**PROBLEM DESCRIPTION**
Reproduce each of the records below word for word, keeping every line unchanged and in the same order.

**DATA EXCERPTS**
--- --- ---

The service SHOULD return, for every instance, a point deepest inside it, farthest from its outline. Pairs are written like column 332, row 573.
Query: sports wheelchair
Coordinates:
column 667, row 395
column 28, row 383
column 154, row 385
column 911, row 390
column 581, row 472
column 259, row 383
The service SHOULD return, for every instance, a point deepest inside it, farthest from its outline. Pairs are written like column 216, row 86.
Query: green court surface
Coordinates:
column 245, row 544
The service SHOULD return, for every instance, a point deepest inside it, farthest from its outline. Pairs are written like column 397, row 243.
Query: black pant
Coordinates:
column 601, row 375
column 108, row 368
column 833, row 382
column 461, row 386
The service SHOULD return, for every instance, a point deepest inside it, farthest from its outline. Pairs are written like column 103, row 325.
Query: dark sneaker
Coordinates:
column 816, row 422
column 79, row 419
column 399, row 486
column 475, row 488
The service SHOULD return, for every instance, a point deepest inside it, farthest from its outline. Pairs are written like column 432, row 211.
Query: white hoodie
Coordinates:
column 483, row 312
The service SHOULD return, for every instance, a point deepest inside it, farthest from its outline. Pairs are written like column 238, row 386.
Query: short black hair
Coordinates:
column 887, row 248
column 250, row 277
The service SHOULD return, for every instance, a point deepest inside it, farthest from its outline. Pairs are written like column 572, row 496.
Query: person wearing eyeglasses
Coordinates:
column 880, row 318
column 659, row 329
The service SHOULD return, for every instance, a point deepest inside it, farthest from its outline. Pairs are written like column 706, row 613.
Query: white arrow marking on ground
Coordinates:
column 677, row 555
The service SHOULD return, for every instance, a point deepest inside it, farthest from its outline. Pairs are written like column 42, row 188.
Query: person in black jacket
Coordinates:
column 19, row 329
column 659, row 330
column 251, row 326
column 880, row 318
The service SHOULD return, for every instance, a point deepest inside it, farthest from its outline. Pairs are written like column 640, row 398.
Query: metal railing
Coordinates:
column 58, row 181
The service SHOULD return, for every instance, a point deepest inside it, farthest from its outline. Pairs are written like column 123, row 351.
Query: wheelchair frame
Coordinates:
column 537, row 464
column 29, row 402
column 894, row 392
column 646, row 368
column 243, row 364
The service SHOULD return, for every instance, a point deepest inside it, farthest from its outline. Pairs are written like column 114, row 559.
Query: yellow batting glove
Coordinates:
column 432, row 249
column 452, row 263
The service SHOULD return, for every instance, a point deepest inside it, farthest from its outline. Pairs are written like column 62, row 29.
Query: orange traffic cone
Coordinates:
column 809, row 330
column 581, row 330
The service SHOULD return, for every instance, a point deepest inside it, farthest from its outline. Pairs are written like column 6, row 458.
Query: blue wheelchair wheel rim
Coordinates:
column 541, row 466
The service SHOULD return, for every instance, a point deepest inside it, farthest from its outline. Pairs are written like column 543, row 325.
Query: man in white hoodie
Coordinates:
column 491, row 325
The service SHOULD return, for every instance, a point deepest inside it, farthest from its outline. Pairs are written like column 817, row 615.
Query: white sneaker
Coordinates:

--- --- ---

**OUTPUT**
The service SHOULD return, for every instance, a point deepest inside it, farthest from its outline. Pairs are written like column 332, row 573.
Query: sports wheelchair
Coordinates:
column 667, row 395
column 28, row 383
column 154, row 385
column 911, row 390
column 581, row 472
column 259, row 383
The service SHOULD return, for every instance, a point deepest inside it, farthest from its outline. Pairs are written like column 216, row 86.
Query: green court surface
Coordinates:
column 245, row 544
The service SHOULD return, for every instance, a point deepest inside it, farthest from its outline. Pairs are written like column 397, row 243.
Query: black pant
Coordinates:
column 601, row 375
column 108, row 368
column 833, row 382
column 461, row 386
The service SHOULD return, for every instance, a point deepest inside it, farthest from its outline. Pairs are written like column 103, row 325.
Query: dark sneaker
Coordinates:
column 816, row 422
column 79, row 419
column 399, row 486
column 475, row 488
The service SHOULD return, for every instance, a point deepest inside it, farthest from its outline. Pairs are written like column 432, row 211.
Query: white hoodie
Coordinates:
column 483, row 312
The service SHOULD return, for every instance, a point deepest inside it, farthest from its outline. Pairs are written like column 238, row 386.
Query: short black hair
Coordinates:
column 887, row 248
column 250, row 277
The service SHOULD return, for every instance, a point deepest inside it, farthest from its outline. Pairs are written like column 572, row 496.
Query: person wearing eyeglasses
Coordinates:
column 880, row 318
column 659, row 329
The service SHOULD return, for every instance, a point deepest inside it, farthest from its outline. Pairs are written like column 706, row 613.
Query: white arrow marking on ground
Coordinates:
column 677, row 555
The service SHOULD return, for every instance, a point deepest inside it, farthest from its outline. Pairs are written like column 42, row 188.
Query: person in black jacket
Coordinates:
column 19, row 329
column 659, row 330
column 251, row 326
column 880, row 318
The service SHOULD return, for every instance, a point deepest inside it, farthest from its outline. Pairs are written like column 640, row 398.
Query: metal railing
Coordinates:
column 58, row 181
The service SHOULD return, for every instance, a point deepest inside it, farthest from its outline. Pairs are written like column 123, row 351.
Query: wheelchair frame
Coordinates:
column 537, row 464
column 29, row 402
column 894, row 392
column 646, row 368
column 243, row 364
The service SHOULD return, for every instance, a point deepest inside it, farthest from its outline. Pairs are written like column 114, row 559.
Query: yellow batting glove
Coordinates:
column 432, row 249
column 452, row 263
The service SHOULD return, for every instance, a point deepest inside it, farthest from its outline. Pairs are written like column 62, row 29.
Query: orange traffic cone
Coordinates:
column 809, row 330
column 581, row 330
The service SHOULD return, for every instance, a point deepest inside it, farthest from its outline. Pairs are written like column 6, row 458.
Query: blue wheelchair wheel rim
Coordinates:
column 541, row 466
The service SHOULD return, for every instance, a point deepest inside it, farthest from its outline. Pairs are written like column 543, row 325.
Query: man in white hoodie
Coordinates:
column 491, row 325
The service SHOULD return, for every instance, a point deepest inside it, farthest from its outline. Pairs are written like column 817, row 615.
Query: white sneaker
Coordinates:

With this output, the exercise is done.